-- begin --
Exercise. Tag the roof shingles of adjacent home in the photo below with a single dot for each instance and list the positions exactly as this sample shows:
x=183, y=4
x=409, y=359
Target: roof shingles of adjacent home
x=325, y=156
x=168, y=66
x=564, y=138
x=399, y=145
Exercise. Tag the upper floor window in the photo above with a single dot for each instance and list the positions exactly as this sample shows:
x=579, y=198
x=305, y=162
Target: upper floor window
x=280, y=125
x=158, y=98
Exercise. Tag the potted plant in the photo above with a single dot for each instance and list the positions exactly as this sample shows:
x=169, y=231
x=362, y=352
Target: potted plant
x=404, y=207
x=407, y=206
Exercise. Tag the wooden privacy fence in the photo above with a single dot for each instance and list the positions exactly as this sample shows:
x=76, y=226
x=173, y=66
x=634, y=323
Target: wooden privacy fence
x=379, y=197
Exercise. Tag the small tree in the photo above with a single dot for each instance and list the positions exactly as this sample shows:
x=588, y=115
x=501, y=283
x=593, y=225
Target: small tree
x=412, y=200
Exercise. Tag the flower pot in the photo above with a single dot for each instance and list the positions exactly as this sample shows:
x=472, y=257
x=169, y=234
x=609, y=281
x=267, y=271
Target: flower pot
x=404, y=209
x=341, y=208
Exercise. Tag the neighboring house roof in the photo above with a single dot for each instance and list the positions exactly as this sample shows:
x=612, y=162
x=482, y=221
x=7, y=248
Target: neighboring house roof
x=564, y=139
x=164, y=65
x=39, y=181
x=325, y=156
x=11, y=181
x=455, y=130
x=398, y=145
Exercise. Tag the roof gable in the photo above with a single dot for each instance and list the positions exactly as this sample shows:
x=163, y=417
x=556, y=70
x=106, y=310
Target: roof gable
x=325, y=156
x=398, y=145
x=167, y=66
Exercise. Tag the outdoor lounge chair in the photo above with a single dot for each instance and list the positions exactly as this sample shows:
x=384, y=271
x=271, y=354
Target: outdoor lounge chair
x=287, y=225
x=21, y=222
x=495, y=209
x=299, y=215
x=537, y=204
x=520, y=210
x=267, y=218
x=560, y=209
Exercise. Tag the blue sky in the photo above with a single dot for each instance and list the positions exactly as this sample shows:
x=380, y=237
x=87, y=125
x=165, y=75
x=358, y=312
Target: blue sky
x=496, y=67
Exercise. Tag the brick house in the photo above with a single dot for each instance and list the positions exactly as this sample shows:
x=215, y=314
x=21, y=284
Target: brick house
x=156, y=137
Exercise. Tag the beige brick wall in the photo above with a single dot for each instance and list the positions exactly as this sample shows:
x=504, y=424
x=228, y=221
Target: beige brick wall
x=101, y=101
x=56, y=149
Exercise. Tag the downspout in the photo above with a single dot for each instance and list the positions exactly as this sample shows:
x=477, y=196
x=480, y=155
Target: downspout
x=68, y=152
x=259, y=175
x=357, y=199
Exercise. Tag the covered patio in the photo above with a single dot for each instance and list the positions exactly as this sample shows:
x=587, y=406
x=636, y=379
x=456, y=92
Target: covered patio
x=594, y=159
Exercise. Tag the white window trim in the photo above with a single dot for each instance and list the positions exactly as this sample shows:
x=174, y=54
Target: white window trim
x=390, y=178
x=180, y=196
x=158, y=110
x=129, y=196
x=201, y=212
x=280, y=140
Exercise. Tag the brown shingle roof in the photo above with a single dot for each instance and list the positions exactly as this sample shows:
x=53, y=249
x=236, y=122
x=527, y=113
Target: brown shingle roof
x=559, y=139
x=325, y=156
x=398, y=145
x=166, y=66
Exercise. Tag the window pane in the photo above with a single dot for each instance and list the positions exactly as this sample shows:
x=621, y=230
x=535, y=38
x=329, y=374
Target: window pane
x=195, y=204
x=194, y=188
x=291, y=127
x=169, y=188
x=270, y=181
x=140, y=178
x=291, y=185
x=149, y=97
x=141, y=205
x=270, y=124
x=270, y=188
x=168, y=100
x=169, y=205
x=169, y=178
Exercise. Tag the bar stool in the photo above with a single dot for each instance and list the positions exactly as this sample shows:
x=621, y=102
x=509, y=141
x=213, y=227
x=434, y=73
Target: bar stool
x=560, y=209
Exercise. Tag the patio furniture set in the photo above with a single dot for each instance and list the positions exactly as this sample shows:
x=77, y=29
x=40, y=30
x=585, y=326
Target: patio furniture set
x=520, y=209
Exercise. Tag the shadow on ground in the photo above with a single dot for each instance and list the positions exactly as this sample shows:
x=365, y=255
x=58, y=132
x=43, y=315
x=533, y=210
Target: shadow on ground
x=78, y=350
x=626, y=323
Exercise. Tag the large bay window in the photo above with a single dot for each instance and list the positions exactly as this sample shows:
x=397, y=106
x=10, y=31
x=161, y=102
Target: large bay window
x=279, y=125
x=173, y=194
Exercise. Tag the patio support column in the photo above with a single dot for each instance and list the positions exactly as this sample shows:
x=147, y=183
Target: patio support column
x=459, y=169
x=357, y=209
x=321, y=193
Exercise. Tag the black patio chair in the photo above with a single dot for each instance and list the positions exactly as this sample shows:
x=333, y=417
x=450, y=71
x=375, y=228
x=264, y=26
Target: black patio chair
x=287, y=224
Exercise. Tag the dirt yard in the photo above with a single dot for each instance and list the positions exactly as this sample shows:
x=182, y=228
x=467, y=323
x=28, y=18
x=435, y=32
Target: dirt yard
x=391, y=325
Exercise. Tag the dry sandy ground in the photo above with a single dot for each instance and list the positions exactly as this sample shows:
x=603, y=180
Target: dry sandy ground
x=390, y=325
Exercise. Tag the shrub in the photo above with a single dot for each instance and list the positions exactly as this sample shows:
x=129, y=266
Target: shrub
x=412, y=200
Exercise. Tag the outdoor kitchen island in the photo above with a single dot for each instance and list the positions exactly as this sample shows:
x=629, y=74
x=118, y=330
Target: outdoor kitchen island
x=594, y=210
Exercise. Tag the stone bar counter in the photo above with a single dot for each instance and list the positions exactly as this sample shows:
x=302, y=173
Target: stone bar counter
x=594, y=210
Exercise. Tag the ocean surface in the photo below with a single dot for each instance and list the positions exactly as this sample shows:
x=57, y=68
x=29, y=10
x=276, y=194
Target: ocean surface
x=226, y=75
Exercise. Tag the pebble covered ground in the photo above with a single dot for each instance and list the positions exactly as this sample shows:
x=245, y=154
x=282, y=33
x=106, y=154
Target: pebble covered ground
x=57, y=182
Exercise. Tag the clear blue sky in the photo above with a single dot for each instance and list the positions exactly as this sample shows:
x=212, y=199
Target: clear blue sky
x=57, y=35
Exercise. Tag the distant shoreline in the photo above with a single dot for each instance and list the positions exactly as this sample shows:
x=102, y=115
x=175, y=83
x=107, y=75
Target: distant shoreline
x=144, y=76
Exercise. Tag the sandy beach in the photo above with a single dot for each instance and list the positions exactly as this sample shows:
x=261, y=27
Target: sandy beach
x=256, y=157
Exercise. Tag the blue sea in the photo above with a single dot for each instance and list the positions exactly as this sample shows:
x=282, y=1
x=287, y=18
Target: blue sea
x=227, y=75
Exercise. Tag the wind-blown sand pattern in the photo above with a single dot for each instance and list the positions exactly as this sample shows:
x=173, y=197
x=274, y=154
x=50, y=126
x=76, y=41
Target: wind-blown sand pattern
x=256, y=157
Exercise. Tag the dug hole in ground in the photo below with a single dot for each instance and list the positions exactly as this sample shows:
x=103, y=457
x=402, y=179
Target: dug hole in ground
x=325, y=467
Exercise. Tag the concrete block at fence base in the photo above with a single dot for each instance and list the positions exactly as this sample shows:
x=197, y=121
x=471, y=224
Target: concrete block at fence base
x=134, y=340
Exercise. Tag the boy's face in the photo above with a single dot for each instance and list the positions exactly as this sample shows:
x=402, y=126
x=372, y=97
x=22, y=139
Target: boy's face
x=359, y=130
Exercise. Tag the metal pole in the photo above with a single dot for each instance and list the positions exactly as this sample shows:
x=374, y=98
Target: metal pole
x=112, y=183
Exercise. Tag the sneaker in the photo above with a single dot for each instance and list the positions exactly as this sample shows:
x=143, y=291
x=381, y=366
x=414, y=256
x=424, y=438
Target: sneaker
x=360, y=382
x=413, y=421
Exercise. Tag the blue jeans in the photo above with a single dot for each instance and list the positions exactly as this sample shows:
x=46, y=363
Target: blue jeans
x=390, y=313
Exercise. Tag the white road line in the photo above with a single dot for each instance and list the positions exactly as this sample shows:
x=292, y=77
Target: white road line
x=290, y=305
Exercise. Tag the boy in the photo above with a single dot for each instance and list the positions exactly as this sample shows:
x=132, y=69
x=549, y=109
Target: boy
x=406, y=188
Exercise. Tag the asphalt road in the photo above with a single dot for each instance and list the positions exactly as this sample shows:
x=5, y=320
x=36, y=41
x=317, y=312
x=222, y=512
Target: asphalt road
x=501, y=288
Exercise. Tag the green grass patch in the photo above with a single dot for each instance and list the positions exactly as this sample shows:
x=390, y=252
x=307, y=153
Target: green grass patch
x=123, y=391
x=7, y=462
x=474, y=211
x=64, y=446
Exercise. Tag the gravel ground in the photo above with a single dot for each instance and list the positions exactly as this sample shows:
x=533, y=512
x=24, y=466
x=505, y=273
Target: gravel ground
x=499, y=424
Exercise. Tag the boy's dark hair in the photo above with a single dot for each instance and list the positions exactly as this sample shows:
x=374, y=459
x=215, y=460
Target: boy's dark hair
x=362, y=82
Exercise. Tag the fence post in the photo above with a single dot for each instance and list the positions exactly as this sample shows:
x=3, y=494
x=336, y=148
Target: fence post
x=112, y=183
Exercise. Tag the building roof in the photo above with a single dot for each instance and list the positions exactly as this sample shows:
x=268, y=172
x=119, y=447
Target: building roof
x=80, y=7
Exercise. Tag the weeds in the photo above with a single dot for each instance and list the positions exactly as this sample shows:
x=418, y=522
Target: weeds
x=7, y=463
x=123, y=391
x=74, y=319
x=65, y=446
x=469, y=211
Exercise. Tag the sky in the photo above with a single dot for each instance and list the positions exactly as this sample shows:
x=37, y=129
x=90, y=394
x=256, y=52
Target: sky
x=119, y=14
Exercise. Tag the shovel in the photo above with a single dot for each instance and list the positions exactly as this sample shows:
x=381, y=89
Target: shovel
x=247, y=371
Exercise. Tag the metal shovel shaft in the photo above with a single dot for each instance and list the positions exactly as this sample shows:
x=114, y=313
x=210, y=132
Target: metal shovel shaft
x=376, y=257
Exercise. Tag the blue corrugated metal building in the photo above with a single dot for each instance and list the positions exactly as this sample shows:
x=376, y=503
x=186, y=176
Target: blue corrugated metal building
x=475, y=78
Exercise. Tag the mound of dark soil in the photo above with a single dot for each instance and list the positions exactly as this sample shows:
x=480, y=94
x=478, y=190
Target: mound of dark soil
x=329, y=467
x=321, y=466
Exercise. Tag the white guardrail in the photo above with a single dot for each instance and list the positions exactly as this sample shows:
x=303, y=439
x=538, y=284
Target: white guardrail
-- end --
→ JOB:
Retype the entries above word for word, beginning at the line that contains "Exercise. Tag the downspout" and stopping after the line that contains "x=280, y=140".

→ RESULT FOR THIS EXERCISE:
Exercise. Tag the downspout in the photo above with a single dot for each instance and list the positions exactly as this sample shows:
x=477, y=196
x=480, y=155
Target: downspout
x=68, y=152
x=259, y=175
x=357, y=199
Exercise. Tag the covered patio in the photo above with a single dot for each instance and list the positions exactly as this sample shows:
x=587, y=406
x=636, y=379
x=456, y=92
Target: covered patio
x=594, y=159
Exercise. Tag the white window trim in the photo above with a single dot for each instance and list the positions exactly as this sample shows:
x=174, y=54
Target: white window trim
x=390, y=178
x=180, y=196
x=158, y=110
x=129, y=196
x=201, y=212
x=280, y=140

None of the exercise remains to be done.